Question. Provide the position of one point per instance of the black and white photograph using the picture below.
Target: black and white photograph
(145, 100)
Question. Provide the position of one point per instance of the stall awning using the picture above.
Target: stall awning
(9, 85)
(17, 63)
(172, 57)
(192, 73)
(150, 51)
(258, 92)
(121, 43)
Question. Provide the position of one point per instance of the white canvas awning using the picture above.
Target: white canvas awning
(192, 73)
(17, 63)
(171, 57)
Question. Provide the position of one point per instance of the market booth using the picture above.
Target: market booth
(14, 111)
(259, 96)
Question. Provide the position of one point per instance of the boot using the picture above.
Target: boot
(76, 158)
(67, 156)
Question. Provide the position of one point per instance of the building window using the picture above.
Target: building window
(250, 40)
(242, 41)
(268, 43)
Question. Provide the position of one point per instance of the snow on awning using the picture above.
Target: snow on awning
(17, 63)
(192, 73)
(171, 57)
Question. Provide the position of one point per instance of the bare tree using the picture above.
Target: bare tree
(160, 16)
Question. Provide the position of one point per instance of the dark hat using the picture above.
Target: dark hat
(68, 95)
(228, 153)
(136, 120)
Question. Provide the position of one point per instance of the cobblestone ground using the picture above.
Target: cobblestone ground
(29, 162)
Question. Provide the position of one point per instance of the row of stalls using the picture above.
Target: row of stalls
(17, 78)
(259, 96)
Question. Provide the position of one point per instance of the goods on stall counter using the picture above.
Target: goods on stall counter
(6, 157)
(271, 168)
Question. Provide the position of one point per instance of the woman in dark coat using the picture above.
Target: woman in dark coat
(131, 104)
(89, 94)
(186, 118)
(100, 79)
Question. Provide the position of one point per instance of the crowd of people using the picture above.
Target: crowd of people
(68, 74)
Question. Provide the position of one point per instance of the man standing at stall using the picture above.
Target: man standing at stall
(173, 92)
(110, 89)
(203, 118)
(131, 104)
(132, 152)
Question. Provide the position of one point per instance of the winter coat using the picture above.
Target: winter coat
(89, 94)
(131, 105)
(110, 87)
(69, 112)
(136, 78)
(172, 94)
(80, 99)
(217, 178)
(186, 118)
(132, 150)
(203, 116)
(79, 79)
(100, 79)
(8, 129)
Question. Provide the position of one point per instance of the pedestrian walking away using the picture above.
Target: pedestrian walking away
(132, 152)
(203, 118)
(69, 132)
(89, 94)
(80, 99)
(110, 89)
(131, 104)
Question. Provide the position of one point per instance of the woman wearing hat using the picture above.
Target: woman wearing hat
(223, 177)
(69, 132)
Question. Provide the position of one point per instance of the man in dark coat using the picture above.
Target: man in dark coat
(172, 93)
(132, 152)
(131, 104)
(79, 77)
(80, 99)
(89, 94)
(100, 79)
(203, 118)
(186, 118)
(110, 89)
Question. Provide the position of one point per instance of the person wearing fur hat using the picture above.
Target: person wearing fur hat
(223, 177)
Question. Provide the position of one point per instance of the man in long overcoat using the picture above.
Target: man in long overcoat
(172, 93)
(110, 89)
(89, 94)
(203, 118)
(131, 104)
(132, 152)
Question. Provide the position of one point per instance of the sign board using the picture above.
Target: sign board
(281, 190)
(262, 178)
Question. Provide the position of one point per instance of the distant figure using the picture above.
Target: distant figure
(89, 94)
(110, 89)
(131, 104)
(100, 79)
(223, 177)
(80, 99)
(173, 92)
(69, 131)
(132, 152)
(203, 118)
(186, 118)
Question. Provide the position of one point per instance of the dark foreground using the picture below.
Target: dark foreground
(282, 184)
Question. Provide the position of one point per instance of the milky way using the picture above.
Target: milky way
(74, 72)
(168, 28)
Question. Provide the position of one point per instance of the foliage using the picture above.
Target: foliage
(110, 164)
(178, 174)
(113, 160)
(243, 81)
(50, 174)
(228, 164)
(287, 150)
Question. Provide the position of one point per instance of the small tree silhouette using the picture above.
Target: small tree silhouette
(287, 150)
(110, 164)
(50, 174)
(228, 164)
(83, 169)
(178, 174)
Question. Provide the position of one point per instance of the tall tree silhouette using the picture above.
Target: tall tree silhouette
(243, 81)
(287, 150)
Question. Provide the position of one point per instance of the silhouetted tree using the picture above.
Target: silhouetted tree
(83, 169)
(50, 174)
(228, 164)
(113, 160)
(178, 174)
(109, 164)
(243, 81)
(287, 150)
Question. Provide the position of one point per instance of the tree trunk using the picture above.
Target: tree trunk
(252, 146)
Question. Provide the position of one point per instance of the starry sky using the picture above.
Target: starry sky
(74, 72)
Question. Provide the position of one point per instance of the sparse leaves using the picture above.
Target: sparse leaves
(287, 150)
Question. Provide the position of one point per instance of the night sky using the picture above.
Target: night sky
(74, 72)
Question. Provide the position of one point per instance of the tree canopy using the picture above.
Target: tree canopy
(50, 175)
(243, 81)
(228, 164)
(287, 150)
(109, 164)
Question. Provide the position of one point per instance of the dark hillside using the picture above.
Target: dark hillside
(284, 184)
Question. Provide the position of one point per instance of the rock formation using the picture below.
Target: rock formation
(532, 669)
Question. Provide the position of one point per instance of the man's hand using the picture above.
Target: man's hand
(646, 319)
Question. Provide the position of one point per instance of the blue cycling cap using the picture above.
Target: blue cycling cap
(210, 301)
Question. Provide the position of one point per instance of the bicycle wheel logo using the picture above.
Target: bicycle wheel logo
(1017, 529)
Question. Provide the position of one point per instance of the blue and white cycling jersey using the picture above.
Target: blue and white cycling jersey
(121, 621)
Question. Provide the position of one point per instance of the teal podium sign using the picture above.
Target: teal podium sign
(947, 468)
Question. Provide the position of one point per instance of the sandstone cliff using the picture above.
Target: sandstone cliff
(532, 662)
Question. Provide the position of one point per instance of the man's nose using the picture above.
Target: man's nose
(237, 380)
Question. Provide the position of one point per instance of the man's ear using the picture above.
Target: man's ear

→ EXERCISE AIM: Could you return the data above exactly as it stands?

→ REPLY TO THE TASK:
Question. Provide the position of one point per instance of the black and white photograph using the picture below.
Target: black and white photograph
(145, 100)
Question. Provide the position of one point per instance of the stall awning using the picture above.
Target: stall awning
(9, 85)
(17, 63)
(172, 57)
(192, 73)
(150, 51)
(258, 92)
(121, 43)
Question. Provide the position of one point per instance of the white canvas awning using the picture above.
Target: white canvas awning
(192, 73)
(17, 63)
(171, 57)
Question. Provide the position of one point per instance of the market booth using the picture above.
Target: market booth
(14, 111)
(259, 96)
Question. Provide the position of one point per instance of the boot using the picture above.
Target: boot
(76, 158)
(67, 156)
Question. Provide the position of one point per instance of the building window using the picture above.
Target: building window
(250, 40)
(242, 41)
(268, 43)
Question. Provide the position of one point per instance of the snow on awning using the picture above.
Target: snow on awning
(17, 63)
(192, 73)
(171, 57)
Question. Provide the position of one point per instance of the bare tree using the picture above.
Target: bare tree
(160, 16)
Question. Provide the position of one point per instance of the dark hat using the picture above.
Target: dark hat
(68, 95)
(228, 153)
(136, 120)
Question. Provide the position of one point per instance of the cobblestone ground using the picture above.
Target: cobblestone ground
(29, 162)
Question. Provide the position of one point per instance of the row of stalls using the picture above.
Target: row of stalls
(17, 78)
(259, 96)
Question. Provide the position of one point per instance of the goods on stall counter using the picture above.
Target: goods on stall counter
(6, 157)
(271, 168)
Question. Provide the position of one point per instance of the woman in dark coat using the picture above.
Target: woman in dark coat
(131, 104)
(89, 94)
(186, 118)
(100, 79)
Question. Provide the position of one point per instance of the crowd of people using the picture above.
Target: crowd of people
(68, 74)
Question. Provide the position of one point per instance of the man standing at stall using the picture above.
Target: man standing at stall
(173, 92)
(110, 89)
(203, 118)
(131, 104)
(132, 152)
Question. Provide the position of one point per instance of the winter coat using the picture above.
Target: winter coat
(89, 94)
(131, 105)
(110, 87)
(69, 112)
(136, 78)
(172, 94)
(80, 99)
(217, 178)
(186, 118)
(132, 150)
(203, 116)
(79, 79)
(100, 79)
(8, 129)
Question. Provide the position of one point per instance of the pedestrian walking away using the picture above.
Target: pedestrian walking away
(132, 152)
(203, 118)
(69, 132)
(89, 94)
(80, 99)
(110, 89)
(131, 104)
Question. Provide the position of one point per instance of the woman wearing hat using the picture above.
Target: woman wearing hat
(223, 177)
(69, 132)
Question. Provide the position of one point per instance of the man in dark coat using the picture above.
Target: man in dark coat
(172, 93)
(132, 152)
(131, 104)
(79, 77)
(80, 99)
(89, 94)
(100, 79)
(203, 118)
(186, 118)
(110, 89)
Question. Provide the position of one point per instance of the person wearing fur hat using the picture above.
Target: person wearing fur hat
(223, 177)
Question. Provide the position of one point per instance of the man in long overcoat using the picture above.
Target: man in long overcoat
(172, 93)
(110, 89)
(89, 94)
(203, 118)
(131, 104)
(132, 152)
Question. Provide the position of one point per instance of the sign board using the picture above.
Target: sign board
(281, 190)
(262, 178)
Question. Provide the position of one point per instance of the distant figure using the picture above.
Target: distant figure
(89, 94)
(110, 89)
(131, 104)
(100, 79)
(223, 177)
(80, 99)
(173, 92)
(69, 131)
(132, 152)
(203, 118)
(186, 118)
Question. Provide the position of one point per instance of the dark foreground using the picture below.
Target: dark foreground
(282, 184)
Question. Provide the position of one point per instance of the milky way using the picture above.
Target: milky way
(74, 72)
(168, 28)
Question. Provide the position of one point per instance of the foliage using the picture above.
Target: foliage
(110, 164)
(178, 174)
(113, 160)
(243, 81)
(50, 174)
(228, 164)
(287, 150)
Question. Provide the position of one point per instance of the small tree silhouette using the picture above.
Target: small tree silhouette
(287, 150)
(110, 164)
(50, 174)
(228, 164)
(83, 169)
(178, 174)
Question. Provide the position of one point per instance of the tall tree silhouette using the picture above.
Target: tall tree silhouette
(243, 81)
(287, 150)
Question. Provide the position of one point per instance of the silhouetted tree using the picture above.
Target: silhouetted tree
(83, 169)
(50, 174)
(228, 164)
(113, 160)
(178, 174)
(109, 164)
(243, 81)
(287, 150)
Question. Provide the position of one point per instance of the tree trunk using the picture above.
Target: tree trunk
(252, 146)
Question. Provide the position of one point per instance of the starry sky using the picture above.
Target: starry sky
(74, 72)
Question. Provide the position of one point per instance of the sparse leaves using the picture above.
Target: sparse leaves
(287, 150)
Question. Provide the position of one point per instance of the night sky using the picture above.
Target: night sky
(74, 72)
Question. Provide the position of one point per instance of the tree canopy using the picture above.
Target: tree canopy
(50, 175)
(243, 81)
(228, 164)
(287, 150)
(109, 164)
Question. Provide the position of one point per instance of the dark hillside using the picture above.
Target: dark hillside
(284, 184)
Question. Provide the position of one point per instance of the rock formation using the picture below.
Target: rock formation
(532, 669)
Question. Provide the position of one point per instance of the man's hand using the picture above.
Target: man's hand
(646, 319)
Question. Provide the position of one point per instance of the blue cycling cap using the picture above.
Target: blue cycling cap
(210, 301)
Question. Provide the position of one point per instance of the bicycle wheel logo using the picture above.
Target: bicycle wheel logo
(1017, 529)
Question. Provide the position of one point per instance of the blue and white cycling jersey using the picture above.
Target: blue and white cycling jersey
(121, 621)
Question. Provide the position of one point per instance of the teal podium sign using the picture above.
Target: teal podium sign
(947, 468)
Question. Provide the position of one point per instance of the sandstone cliff using the picture above.
Target: sandstone cliff
(532, 662)
Question. Provide the position of one point per instance of the man's nose using the picture above.
Target: man's nose
(237, 380)
Question. Provide the position of one point per instance of the man's ear using the picture above.
Target: man's ear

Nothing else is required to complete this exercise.